O que produzir: Copie fielmente a parte do texto sobre a obra de Shakespeare começando em "A obra do poeta" e terminando em "Romeu e Julieta.".

Trecho do texto:

A obra do poeta e dramaturgo William Shakespeare é consagrada por definir a condição humana como a entendemos hoje. Não à toa, ele é considerado o "inventor da modernidade". Para o crítico americano Harold Bloom, o inglês estabeleceu o que significa “ser ou não ser humano”, por tratar de questões morais, sociais e ideológicas que ainda hoje afligem a humanidade. Em suas tragédias, Shakespeare retrata os conflitos gerados pela ambição, em Rei Lear e Macbeth; pela vingança e o ciúme, em Otelo; pelo poder e a suscetibilidade à corrupção, em Hamlet. Até mesmo em seus romances e comédias há importantes ponderações acerca das diferenças sociais e do amor, como em Sonho de uma Noite de Verão e Romeu e Julieta.

Conjunto de dados:
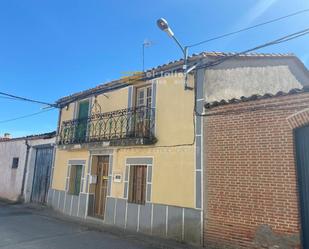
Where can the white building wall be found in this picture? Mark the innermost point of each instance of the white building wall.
(247, 76)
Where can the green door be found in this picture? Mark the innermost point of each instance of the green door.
(81, 128)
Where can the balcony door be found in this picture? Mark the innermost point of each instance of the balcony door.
(101, 186)
(143, 110)
(82, 117)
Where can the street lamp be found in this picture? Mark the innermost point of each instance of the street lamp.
(163, 25)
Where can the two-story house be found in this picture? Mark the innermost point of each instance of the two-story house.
(129, 153)
(132, 152)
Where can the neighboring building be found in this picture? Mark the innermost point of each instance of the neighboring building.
(256, 155)
(25, 165)
(130, 152)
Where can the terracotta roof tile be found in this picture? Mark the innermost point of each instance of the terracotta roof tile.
(209, 105)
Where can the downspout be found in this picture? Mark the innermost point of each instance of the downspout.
(25, 171)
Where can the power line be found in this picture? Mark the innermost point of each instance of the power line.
(274, 42)
(25, 116)
(271, 43)
(248, 28)
(27, 99)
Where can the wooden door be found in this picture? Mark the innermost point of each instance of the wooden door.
(101, 186)
(143, 113)
(81, 128)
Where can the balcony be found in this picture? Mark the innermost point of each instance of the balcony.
(134, 126)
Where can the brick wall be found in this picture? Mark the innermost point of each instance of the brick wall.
(250, 181)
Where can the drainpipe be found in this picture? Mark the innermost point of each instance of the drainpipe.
(25, 171)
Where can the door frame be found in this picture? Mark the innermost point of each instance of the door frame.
(36, 148)
(108, 153)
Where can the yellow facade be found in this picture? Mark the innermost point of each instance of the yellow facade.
(173, 180)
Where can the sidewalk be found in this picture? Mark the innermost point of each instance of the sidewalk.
(105, 236)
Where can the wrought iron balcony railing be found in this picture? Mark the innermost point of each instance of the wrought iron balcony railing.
(135, 125)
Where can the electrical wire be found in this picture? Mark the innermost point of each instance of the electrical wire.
(25, 116)
(248, 28)
(27, 99)
(271, 43)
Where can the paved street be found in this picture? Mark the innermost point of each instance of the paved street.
(23, 227)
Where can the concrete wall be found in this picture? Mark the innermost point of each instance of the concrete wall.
(246, 76)
(11, 179)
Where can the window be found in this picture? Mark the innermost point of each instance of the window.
(82, 116)
(15, 162)
(137, 184)
(75, 179)
(143, 113)
(143, 96)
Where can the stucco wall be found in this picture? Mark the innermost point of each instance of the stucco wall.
(11, 179)
(247, 76)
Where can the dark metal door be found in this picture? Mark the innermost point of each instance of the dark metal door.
(41, 177)
(101, 186)
(302, 159)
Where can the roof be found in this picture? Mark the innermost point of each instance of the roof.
(170, 66)
(31, 137)
(209, 105)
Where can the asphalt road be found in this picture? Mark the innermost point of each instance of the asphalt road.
(21, 227)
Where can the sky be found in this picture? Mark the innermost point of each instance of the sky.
(53, 48)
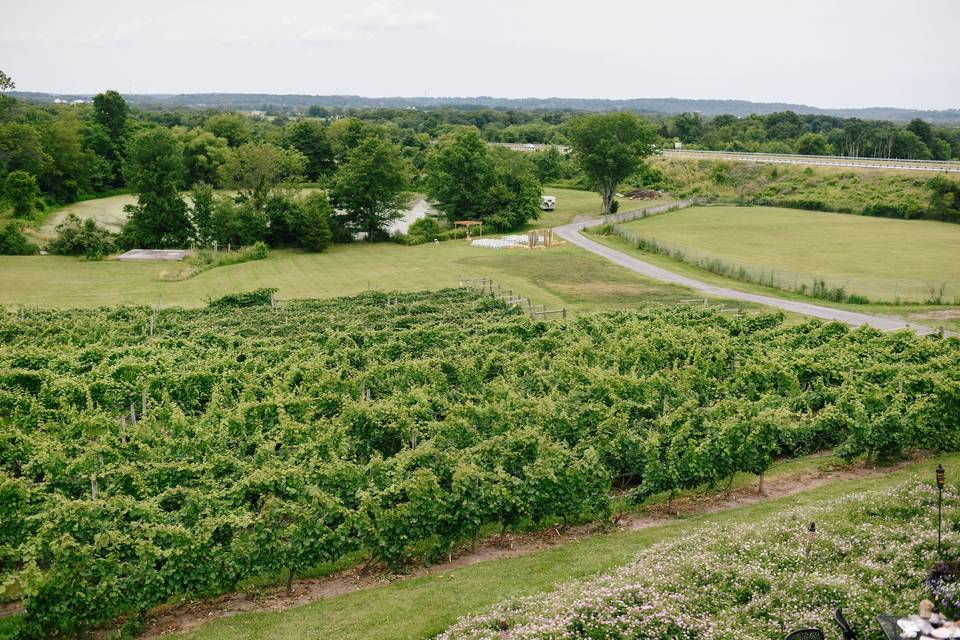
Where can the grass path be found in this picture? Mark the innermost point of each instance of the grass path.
(422, 606)
(881, 258)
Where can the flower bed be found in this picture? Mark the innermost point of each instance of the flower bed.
(871, 555)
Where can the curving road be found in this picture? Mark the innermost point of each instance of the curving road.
(571, 233)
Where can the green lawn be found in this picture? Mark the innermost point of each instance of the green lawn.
(422, 607)
(561, 276)
(883, 259)
(564, 276)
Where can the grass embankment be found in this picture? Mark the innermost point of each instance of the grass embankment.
(931, 315)
(563, 276)
(838, 187)
(885, 260)
(422, 607)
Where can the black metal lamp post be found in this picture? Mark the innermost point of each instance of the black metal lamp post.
(811, 535)
(940, 480)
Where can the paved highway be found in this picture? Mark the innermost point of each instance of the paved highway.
(572, 233)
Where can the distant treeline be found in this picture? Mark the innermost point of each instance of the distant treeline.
(297, 103)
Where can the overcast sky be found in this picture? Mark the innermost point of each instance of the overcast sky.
(828, 53)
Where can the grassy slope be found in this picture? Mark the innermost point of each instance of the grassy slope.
(930, 315)
(560, 277)
(422, 607)
(880, 258)
(836, 186)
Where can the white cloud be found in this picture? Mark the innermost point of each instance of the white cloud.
(385, 14)
(122, 34)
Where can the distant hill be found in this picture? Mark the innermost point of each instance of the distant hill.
(652, 106)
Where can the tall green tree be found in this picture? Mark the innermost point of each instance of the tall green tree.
(21, 191)
(310, 138)
(813, 144)
(201, 212)
(155, 171)
(203, 154)
(233, 127)
(609, 148)
(460, 174)
(369, 187)
(111, 111)
(254, 169)
(315, 228)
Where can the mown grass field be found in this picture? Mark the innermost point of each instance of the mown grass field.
(834, 186)
(559, 277)
(424, 606)
(882, 259)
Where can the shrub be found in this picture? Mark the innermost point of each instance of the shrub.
(20, 189)
(254, 298)
(77, 237)
(314, 228)
(426, 227)
(14, 243)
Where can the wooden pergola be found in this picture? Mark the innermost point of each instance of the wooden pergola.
(469, 224)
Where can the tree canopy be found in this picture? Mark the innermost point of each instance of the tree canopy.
(369, 187)
(610, 148)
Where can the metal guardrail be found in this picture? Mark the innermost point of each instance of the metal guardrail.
(946, 166)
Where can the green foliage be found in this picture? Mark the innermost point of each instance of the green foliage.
(254, 298)
(467, 181)
(314, 227)
(255, 169)
(369, 187)
(110, 112)
(201, 212)
(238, 223)
(310, 138)
(610, 148)
(232, 127)
(277, 441)
(944, 199)
(20, 190)
(813, 144)
(155, 170)
(75, 237)
(14, 243)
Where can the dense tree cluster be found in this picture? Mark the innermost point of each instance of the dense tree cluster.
(366, 159)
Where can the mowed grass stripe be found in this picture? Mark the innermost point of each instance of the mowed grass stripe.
(880, 258)
(422, 607)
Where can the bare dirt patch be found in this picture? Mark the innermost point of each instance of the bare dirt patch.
(185, 617)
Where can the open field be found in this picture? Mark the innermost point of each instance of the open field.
(885, 164)
(883, 259)
(424, 606)
(836, 187)
(562, 276)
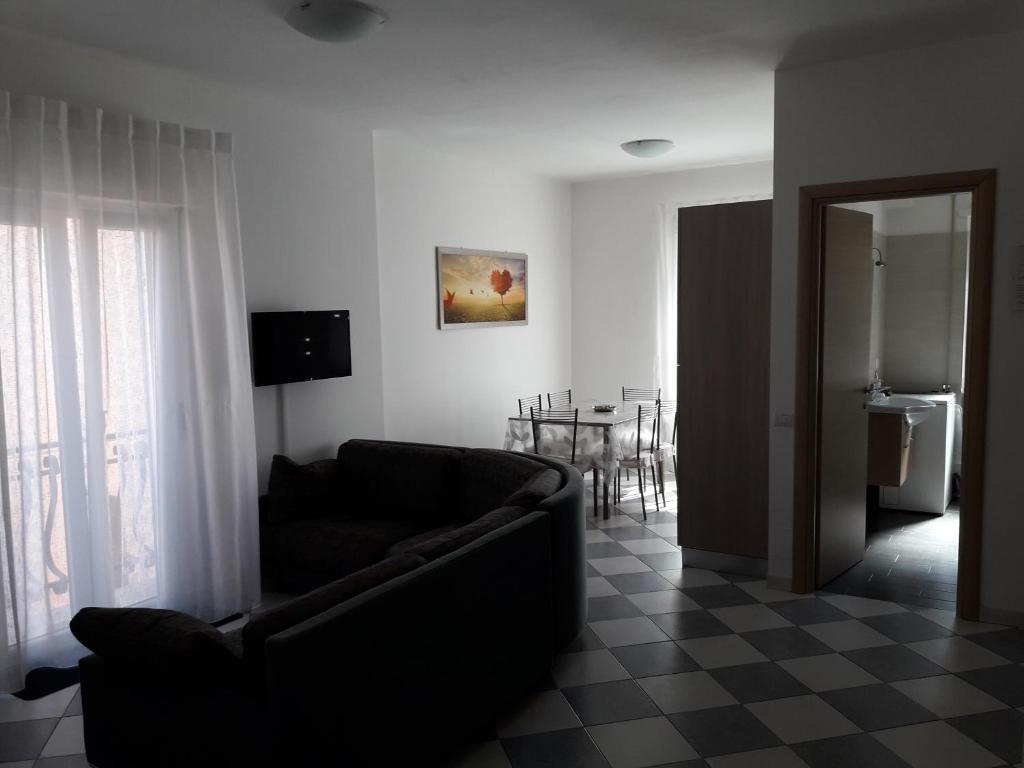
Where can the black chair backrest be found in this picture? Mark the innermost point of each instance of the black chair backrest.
(667, 413)
(646, 415)
(560, 399)
(632, 394)
(566, 418)
(528, 401)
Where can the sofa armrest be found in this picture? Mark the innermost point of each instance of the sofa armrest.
(442, 649)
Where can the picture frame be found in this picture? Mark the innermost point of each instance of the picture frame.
(481, 289)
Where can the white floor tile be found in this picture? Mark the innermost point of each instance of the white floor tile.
(947, 696)
(648, 546)
(614, 565)
(847, 635)
(827, 672)
(485, 755)
(547, 711)
(765, 594)
(641, 742)
(67, 738)
(802, 719)
(615, 632)
(956, 653)
(686, 692)
(777, 757)
(936, 745)
(687, 578)
(53, 706)
(599, 587)
(670, 601)
(723, 650)
(858, 607)
(750, 617)
(587, 668)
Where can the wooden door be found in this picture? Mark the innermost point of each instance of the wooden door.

Resposta ao exercício:
A obra do poeta e dramaturgo William Shakespeare é consagrada por definir a condição humana como a entendemos hoje. Não à toa, ele é considerado o "inventor da modernidade". Para o crítico americano Harold Bloom, o inglês estabeleceu o que significa “ser ou não ser humano”, por tratar de questões morais, sociais e ideológicas que ainda hoje afligem a humanidade. Em suas tragédias, Shakespeare retrata os conflitos gerados pela ambição, em Rei Lear e Macbeth; pela vingança e o ciúme, em Otelo; pelo poder e a suscetibilidade à corrupção, em Hamlet. Até mesmo em seus romances e comédias há importantes ponderações acerca das diferenças sociais e do amor, como em Sonho de uma Noite de Verão e Romeu e Julieta.